* _JOB_: Format the material below as a JSON list of strings, from its first line up to and including the line that contains "left=0, top=0, right=352, bottom=186", with one string per line. Skip blank lines and leave the pictures out of the answer.
>> begin RECORDED DATA
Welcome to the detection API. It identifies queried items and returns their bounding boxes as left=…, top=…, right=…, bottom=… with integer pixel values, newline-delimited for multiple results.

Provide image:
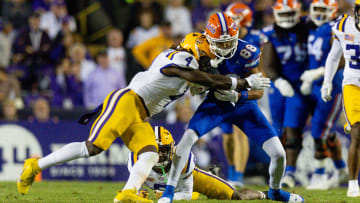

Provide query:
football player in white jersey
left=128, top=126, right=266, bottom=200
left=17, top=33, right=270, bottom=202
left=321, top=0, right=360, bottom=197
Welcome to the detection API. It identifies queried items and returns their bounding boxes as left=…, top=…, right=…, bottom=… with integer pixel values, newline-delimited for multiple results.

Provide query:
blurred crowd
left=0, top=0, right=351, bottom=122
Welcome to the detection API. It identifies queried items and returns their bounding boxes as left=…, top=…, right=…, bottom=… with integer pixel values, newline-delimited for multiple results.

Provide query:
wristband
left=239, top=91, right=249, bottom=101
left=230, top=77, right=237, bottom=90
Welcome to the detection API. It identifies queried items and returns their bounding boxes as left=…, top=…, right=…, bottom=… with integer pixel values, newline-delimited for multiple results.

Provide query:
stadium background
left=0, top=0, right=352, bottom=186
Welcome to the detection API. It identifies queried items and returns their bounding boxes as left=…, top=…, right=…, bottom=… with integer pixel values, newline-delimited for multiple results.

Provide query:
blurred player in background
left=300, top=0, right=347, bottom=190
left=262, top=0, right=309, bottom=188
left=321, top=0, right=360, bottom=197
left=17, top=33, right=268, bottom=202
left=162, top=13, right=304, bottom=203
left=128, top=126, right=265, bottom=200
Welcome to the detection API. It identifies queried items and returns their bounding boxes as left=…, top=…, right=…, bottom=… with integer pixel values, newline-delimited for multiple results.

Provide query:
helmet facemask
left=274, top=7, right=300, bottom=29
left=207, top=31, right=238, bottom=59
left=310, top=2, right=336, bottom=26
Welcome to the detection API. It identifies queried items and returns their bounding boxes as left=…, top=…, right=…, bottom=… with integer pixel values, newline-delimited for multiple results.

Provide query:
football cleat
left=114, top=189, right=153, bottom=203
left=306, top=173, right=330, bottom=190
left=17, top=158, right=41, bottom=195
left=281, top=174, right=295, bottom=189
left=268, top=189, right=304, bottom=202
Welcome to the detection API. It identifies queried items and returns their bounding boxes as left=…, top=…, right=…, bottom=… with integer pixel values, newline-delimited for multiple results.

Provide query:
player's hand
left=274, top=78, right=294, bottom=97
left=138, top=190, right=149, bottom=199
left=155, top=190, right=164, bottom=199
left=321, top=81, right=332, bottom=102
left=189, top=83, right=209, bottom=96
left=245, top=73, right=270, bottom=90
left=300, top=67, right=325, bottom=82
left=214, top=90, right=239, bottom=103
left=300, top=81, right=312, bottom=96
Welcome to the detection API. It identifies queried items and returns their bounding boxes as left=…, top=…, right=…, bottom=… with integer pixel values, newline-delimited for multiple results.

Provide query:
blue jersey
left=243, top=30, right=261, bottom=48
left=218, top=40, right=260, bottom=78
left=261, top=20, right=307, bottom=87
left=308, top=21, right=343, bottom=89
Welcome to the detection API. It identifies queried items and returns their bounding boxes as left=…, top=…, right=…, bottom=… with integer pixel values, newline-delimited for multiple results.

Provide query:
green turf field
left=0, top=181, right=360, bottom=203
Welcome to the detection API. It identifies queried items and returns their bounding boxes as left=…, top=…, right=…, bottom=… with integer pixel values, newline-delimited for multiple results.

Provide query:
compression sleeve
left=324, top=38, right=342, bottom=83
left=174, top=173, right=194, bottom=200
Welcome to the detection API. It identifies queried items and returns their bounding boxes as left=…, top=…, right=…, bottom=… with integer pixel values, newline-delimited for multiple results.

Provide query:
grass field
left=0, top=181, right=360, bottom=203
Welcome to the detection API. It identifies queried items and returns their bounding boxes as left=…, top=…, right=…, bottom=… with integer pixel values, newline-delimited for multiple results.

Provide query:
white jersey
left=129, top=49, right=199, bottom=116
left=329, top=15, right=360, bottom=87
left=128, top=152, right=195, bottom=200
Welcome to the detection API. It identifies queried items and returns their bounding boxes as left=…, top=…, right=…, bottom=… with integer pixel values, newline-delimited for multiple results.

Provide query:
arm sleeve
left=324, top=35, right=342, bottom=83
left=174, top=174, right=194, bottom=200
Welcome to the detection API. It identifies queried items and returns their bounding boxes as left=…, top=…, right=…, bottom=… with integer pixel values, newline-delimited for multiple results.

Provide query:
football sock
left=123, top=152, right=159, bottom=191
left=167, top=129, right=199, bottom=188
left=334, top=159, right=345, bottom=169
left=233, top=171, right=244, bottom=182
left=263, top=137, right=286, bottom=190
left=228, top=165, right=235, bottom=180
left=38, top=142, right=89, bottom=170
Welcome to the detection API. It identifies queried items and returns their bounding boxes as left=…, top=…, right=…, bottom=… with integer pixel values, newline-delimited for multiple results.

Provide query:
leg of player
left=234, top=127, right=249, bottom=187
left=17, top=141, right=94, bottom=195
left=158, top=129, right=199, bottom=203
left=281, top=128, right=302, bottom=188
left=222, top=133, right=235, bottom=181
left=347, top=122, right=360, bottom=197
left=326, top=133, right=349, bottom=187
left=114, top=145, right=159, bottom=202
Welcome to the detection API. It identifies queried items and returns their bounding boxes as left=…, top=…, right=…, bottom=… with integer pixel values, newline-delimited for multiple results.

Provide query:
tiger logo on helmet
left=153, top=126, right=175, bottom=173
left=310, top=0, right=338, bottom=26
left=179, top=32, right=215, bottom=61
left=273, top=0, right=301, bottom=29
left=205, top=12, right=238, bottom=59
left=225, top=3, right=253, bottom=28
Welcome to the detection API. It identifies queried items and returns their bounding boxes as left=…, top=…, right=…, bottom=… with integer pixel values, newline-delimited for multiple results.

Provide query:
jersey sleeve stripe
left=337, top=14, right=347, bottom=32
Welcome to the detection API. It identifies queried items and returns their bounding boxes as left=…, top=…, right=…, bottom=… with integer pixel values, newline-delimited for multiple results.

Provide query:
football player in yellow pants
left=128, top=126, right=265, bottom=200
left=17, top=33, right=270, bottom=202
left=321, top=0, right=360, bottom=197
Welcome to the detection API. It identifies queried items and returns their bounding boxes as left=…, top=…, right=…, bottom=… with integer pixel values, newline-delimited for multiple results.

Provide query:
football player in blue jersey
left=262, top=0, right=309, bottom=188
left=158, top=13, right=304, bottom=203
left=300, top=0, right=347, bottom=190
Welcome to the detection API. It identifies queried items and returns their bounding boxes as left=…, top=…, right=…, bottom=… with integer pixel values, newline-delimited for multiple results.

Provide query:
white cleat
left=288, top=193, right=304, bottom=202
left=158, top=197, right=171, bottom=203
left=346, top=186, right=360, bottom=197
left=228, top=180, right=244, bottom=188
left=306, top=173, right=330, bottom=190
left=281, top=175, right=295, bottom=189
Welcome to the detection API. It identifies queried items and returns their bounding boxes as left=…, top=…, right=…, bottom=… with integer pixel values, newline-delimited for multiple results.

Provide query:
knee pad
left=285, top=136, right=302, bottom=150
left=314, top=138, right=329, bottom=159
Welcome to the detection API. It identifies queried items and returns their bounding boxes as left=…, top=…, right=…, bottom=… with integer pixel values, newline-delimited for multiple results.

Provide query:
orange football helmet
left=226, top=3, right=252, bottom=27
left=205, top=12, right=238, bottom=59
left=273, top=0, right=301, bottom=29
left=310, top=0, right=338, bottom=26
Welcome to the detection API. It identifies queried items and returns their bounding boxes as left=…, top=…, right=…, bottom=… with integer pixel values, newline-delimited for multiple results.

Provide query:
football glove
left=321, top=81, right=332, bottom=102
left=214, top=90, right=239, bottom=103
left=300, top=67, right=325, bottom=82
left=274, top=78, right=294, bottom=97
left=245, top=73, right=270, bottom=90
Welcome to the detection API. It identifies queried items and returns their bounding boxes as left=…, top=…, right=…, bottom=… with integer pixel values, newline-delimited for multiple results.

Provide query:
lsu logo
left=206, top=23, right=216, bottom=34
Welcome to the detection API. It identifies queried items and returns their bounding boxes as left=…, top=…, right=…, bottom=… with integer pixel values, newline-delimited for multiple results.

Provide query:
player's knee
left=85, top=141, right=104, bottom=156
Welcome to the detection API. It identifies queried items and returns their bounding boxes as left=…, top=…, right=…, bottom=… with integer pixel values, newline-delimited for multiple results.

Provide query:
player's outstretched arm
>> end RECORDED DATA
* _CORRECT RESPONSE_:
[
  "Welcome to the detection API. It identifies queried items and returns their bounding boxes as left=…, top=…, right=…, bottom=… with integer pixel values, newline-delimited for multiple results.",
  "Provide image:",
  "Provide query:",
  "football player in white jersey",
  "left=128, top=126, right=266, bottom=200",
  "left=17, top=33, right=270, bottom=202",
  "left=321, top=0, right=360, bottom=197",
  "Welcome to the detection API. It identifies queried items and returns their bounding boxes as left=…, top=…, right=…, bottom=… with integer pixel values, newline-delimited for multiple results.",
  "Provide query:",
  "blurred crowd",
  "left=0, top=0, right=351, bottom=122",
  "Welcome to the detection API. It identifies queried items and returns their bounding boxes as left=…, top=…, right=…, bottom=… with integer pixel values, newline-delimited for multiple results.",
  "Provide query:",
  "wristband",
  "left=239, top=91, right=249, bottom=101",
  "left=230, top=77, right=237, bottom=90",
  "Welcome to the detection API. It identifies queried items and returns their bounding boxes as left=…, top=…, right=…, bottom=… with integer pixel values, newline-delimited for multiple results.",
  "Provide query:",
  "stadium background",
  "left=0, top=0, right=352, bottom=186"
]